▸ **What is asked**
In the post about compilers, at which company did the writer have a first job?

▸ **Passage provided**
· · ·
The Future of Software: Code Generation Step 2 - Compilers
Team J.A.R.V.I.S

The Future of Software: Code Generation Step 2 - Compilers

I'm guessing a few of you are wondering why I took the time to talk about 2 very old technologies (Assembly Language and Compilers) in a series of posts that discuss the future of software.  Well, hang in there, we will get there soon!  My conjecture as to why we have gone down the wrong path as an industry is because most people don't know the history of software development.  If they did, they would not have taken the path they did.  So please bear with me for a couple more posts and we will indeed get to what I think is the single biggest mistake we made and how to correct it.

In part one of this post, we discussed the only way to program a general purpose computer in the past was by writing machine code.  Next we learned how Assembly Language provided radical improvements in productivity with no meaningful side effects.  Now we move on to the next step, compilers.  If Assembly Language is a perfect technology, why did we move on?  That's a very good question with a few levels of depth to it.  My mentors at my first job at Unisys would probably still insist that Assembly Language is by far the best language out there.  And for those few people at that tremendously high software engineering talent level, they are correct.  But for the rest of us mere mortals, Assembly Language is just too difficult to use.
· · ·
▸ **Data rows**
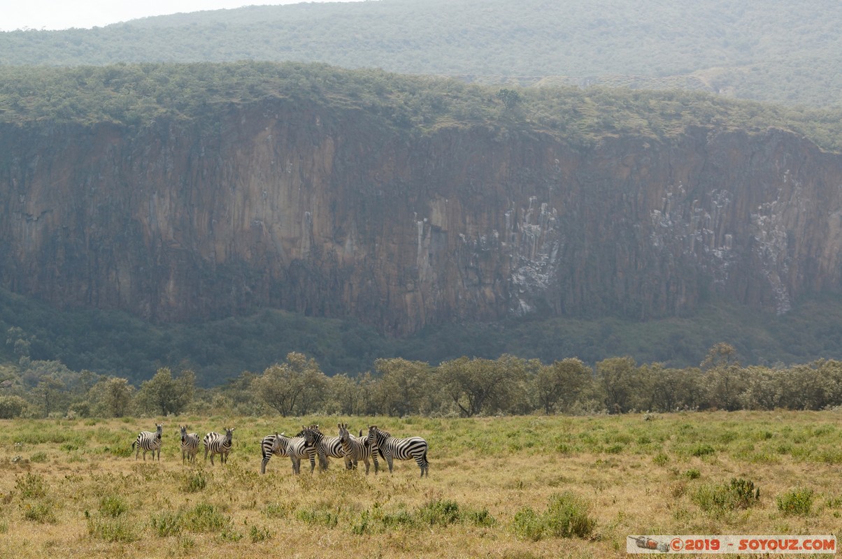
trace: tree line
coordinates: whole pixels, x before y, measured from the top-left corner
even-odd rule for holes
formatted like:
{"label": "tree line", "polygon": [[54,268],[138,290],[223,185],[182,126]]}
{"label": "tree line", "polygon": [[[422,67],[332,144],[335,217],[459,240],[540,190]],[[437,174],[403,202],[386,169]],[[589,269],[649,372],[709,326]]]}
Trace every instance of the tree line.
· · ·
▸ **Solution**
Unisys